Stated exercise. Copy the entries below word for word, starting at the line that contains "Would you mind pinning the shrub" and running through the last line of the entries, both ends included.

== == ==

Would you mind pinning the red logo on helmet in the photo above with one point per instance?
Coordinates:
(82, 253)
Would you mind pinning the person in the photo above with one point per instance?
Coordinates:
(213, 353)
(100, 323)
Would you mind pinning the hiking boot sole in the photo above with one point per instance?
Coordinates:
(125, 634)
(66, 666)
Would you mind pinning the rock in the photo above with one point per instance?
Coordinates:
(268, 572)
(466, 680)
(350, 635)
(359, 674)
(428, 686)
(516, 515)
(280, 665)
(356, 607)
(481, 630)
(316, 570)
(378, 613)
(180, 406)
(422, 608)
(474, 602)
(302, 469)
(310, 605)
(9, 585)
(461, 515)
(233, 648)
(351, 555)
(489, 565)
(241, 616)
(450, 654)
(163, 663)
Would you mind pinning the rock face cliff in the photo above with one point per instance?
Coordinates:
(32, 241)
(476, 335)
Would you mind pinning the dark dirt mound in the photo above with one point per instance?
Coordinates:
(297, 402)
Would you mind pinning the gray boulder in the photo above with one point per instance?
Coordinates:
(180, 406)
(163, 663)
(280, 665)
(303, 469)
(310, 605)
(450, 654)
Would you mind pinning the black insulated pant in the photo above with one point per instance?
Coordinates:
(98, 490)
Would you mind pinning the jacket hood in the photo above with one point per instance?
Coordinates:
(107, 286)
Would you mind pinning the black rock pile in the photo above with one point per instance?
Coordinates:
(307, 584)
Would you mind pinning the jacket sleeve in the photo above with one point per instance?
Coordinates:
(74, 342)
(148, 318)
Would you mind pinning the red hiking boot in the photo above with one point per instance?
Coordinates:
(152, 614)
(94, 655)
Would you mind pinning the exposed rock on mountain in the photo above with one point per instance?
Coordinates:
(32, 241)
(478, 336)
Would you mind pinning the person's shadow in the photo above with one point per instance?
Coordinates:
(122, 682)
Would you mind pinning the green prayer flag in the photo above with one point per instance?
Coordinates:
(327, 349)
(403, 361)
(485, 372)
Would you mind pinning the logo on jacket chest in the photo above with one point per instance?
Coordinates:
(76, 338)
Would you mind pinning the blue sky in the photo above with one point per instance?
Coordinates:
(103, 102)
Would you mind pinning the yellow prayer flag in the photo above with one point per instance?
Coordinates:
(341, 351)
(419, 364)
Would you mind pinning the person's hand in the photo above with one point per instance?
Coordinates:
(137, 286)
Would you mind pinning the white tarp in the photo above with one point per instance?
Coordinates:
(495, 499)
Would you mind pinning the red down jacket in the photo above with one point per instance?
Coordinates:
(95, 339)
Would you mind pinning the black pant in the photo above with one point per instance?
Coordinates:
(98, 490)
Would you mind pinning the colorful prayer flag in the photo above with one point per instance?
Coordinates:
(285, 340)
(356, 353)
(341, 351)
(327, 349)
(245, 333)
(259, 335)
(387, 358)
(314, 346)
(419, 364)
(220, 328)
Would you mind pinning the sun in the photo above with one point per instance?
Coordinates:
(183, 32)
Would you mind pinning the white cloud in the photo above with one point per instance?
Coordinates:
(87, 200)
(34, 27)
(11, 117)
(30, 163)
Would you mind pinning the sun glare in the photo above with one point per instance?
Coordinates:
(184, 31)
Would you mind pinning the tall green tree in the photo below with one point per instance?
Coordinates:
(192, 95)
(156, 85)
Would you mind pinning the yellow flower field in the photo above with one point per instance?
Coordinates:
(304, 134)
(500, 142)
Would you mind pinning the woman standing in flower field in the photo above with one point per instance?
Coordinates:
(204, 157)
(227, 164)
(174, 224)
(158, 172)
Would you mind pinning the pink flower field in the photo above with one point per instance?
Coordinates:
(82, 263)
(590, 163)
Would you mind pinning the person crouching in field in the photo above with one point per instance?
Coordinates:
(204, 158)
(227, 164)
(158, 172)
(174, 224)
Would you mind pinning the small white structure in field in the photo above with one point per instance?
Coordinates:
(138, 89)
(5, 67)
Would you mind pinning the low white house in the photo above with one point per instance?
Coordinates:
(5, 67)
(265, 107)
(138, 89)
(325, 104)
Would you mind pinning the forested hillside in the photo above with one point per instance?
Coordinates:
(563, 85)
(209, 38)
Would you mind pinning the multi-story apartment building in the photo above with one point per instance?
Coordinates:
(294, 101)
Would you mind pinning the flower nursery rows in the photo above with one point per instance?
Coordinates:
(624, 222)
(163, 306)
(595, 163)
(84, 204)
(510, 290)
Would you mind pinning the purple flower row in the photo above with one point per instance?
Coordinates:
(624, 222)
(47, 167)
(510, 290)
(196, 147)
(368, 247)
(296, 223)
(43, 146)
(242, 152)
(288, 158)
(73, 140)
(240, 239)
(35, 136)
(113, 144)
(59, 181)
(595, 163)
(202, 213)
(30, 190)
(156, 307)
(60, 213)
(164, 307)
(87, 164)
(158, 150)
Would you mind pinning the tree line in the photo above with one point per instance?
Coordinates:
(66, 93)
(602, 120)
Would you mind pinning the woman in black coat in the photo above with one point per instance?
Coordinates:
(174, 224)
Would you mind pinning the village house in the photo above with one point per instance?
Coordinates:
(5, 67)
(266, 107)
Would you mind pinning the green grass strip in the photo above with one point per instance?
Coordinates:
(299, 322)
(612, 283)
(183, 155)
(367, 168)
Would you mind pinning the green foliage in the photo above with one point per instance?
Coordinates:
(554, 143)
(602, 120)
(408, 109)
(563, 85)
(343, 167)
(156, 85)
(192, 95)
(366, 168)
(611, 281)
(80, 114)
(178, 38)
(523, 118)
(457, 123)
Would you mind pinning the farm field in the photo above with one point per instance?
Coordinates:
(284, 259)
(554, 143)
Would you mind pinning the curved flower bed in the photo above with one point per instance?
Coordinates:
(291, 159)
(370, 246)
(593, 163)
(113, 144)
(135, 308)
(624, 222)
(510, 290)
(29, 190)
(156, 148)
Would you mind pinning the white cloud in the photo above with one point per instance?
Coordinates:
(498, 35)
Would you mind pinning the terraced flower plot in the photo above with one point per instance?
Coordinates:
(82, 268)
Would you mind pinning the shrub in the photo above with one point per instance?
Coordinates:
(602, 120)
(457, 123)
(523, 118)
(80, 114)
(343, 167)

== == ==

Output.
Would you mind pinning the shrub in the photo above with one point per instance?
Coordinates:
(602, 120)
(457, 123)
(523, 118)
(80, 114)
(343, 167)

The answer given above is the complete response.